*What is asked*
Format the lines between the one holding "Detect ceiling light." and the one holding "176;62;217;89", inclusive, as a Markdown table with columns named Row and Line, numbering each line and leaving out blank lines.

*Material for this exercise*
########

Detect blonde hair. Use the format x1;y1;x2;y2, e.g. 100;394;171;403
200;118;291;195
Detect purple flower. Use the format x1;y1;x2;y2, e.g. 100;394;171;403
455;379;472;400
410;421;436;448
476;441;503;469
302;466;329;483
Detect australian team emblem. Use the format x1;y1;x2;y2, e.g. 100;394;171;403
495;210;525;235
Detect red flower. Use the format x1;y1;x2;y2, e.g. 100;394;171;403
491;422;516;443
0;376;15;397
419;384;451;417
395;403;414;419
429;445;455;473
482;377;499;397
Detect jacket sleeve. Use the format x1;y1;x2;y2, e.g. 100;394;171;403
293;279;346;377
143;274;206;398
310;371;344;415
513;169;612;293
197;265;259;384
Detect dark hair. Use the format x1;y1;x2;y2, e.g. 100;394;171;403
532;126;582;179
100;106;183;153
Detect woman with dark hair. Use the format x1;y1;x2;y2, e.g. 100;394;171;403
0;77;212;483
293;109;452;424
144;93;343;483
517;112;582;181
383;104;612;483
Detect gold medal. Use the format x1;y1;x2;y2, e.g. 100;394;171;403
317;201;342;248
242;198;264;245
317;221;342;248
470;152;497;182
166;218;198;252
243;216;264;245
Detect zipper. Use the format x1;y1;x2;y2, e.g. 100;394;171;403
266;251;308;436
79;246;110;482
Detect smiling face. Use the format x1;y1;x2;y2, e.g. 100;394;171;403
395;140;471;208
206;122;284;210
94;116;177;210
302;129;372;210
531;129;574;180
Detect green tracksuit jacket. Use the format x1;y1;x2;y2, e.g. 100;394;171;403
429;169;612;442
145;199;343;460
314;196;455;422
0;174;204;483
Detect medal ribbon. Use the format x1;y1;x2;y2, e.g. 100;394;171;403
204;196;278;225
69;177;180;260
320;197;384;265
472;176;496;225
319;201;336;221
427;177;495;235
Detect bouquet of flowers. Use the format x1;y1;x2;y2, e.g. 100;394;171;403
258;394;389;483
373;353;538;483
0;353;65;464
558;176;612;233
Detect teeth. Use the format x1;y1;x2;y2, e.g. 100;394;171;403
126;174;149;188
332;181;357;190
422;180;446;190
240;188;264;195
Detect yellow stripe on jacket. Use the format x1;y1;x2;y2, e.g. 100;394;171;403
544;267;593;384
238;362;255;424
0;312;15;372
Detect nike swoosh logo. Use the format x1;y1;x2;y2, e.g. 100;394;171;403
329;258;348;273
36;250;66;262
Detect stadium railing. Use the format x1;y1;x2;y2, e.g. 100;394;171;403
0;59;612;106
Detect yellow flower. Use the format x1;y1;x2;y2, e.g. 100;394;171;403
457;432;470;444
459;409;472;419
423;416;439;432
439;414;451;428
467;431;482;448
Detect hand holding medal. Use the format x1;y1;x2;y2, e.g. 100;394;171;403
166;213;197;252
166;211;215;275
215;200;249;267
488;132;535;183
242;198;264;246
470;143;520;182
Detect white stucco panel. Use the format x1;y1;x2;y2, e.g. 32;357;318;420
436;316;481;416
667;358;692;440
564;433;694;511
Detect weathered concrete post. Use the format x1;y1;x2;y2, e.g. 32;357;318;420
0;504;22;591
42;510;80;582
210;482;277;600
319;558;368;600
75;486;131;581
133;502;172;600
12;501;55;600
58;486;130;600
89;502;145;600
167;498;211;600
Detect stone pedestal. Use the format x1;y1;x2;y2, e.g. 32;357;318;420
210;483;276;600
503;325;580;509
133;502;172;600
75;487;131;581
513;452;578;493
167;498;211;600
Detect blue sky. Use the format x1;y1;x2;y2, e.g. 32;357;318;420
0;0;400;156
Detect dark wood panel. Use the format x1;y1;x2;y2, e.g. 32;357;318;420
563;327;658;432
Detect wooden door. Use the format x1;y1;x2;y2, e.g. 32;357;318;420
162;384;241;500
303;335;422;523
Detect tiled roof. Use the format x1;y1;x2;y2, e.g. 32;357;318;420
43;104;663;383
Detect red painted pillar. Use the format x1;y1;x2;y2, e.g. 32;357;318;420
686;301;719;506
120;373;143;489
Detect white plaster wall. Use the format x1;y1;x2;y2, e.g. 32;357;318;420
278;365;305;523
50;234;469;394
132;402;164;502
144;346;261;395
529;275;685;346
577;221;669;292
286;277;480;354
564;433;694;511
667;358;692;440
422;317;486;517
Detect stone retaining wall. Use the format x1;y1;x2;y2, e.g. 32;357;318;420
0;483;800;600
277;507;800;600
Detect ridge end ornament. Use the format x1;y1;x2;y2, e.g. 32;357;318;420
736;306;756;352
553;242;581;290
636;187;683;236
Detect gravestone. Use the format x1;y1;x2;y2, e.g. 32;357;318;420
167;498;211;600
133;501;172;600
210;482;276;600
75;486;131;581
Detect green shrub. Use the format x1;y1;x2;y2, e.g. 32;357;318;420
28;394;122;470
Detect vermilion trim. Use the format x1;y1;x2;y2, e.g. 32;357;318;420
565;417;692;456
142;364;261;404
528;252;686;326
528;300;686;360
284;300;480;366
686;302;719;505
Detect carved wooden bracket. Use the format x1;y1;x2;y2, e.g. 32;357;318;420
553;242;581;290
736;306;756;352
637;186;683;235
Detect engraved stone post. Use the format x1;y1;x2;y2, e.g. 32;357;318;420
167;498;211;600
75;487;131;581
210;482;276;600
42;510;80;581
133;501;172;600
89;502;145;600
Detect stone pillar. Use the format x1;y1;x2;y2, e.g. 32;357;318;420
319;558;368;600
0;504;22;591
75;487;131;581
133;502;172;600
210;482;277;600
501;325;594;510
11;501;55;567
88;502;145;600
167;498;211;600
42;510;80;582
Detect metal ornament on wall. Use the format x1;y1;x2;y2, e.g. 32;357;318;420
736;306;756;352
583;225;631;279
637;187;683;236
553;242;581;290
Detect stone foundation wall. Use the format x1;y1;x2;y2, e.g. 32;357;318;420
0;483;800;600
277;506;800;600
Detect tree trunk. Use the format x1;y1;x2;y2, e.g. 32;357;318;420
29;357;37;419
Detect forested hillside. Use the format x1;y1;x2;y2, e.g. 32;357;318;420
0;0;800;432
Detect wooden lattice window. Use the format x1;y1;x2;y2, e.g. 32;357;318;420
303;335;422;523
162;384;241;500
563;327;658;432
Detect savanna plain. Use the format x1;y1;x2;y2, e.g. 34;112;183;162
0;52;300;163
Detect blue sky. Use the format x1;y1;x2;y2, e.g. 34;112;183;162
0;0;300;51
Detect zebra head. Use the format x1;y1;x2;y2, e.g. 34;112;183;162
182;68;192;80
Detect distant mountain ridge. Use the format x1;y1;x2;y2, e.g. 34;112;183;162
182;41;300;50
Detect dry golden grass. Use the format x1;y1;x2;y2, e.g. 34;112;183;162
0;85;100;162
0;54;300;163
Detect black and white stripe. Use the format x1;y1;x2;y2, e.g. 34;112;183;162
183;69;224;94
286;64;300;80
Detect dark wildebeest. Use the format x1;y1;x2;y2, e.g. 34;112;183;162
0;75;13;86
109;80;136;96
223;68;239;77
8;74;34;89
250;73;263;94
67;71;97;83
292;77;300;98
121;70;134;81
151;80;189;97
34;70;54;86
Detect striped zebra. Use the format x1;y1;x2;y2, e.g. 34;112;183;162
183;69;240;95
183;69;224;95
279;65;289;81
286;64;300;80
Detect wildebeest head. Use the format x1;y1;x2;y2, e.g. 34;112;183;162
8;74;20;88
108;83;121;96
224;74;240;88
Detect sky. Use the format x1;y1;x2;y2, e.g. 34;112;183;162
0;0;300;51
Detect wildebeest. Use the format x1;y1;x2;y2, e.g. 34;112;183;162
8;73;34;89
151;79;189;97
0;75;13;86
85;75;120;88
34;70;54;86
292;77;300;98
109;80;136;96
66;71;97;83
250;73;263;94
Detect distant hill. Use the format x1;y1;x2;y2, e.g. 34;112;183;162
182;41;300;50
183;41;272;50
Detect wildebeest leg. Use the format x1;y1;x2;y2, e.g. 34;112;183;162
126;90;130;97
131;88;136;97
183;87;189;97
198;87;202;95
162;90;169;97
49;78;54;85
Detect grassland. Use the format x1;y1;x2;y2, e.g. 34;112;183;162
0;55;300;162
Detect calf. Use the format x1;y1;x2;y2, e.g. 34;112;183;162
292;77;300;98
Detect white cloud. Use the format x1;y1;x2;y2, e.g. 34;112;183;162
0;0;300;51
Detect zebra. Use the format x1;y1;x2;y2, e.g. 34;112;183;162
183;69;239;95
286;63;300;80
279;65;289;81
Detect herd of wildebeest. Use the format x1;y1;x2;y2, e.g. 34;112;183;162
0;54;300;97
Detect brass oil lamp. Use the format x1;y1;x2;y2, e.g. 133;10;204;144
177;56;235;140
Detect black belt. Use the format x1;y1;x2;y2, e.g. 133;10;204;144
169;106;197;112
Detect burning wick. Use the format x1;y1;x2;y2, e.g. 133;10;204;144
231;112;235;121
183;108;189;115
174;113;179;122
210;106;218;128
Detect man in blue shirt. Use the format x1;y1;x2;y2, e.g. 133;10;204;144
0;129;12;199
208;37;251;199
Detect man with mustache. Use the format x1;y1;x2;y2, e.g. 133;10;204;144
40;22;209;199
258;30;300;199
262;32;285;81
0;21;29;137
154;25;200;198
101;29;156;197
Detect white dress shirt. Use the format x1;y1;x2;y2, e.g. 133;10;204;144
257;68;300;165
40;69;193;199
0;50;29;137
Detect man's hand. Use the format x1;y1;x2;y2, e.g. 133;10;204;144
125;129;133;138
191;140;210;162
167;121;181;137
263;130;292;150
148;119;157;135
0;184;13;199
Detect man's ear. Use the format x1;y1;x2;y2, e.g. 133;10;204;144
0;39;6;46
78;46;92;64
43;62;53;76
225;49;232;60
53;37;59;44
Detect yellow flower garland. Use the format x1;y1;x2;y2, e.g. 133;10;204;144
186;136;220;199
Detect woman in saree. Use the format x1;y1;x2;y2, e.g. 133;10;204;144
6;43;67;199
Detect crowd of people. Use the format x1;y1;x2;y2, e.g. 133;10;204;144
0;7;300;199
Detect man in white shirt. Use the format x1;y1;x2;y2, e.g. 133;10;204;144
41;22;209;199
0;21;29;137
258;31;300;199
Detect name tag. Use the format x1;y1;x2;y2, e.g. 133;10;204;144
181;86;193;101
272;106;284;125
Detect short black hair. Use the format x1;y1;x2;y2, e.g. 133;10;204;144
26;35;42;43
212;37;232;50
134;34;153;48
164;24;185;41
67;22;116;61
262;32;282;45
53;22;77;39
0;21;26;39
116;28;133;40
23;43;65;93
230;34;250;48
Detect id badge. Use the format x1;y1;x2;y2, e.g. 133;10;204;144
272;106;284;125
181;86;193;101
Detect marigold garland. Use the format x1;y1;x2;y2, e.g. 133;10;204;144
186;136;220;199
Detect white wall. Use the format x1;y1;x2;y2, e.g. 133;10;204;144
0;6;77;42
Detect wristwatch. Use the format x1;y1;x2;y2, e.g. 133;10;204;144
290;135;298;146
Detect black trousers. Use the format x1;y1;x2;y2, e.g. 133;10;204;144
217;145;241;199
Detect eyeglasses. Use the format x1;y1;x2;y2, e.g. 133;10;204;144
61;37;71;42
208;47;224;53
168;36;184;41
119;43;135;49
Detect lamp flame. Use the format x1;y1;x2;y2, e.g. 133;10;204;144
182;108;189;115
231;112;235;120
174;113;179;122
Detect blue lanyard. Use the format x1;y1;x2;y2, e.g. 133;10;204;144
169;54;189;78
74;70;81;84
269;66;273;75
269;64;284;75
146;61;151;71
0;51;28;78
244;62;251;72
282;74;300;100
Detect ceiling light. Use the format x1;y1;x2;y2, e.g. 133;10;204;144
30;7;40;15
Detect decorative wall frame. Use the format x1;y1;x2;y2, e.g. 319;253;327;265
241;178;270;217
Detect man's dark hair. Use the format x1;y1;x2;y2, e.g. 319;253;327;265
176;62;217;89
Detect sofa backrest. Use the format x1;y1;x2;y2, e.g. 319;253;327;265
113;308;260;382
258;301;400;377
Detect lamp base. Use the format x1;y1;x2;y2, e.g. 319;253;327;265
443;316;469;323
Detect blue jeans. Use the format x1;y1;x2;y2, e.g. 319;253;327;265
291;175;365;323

########

*Correct answer*
| Row | Line |
|---|---|
| 1 | Detect ceiling light. Use the format x1;y1;x2;y2, e.g. 133;10;204;144 |
| 2 | 30;7;40;15 |
| 3 | Detect decorative wall frame. Use the format x1;y1;x2;y2, e.g. 319;253;327;265 |
| 4 | 241;178;270;217 |
| 5 | Detect man's dark hair. Use the format x1;y1;x2;y2, e.g. 319;253;327;265 |
| 6 | 176;62;217;89 |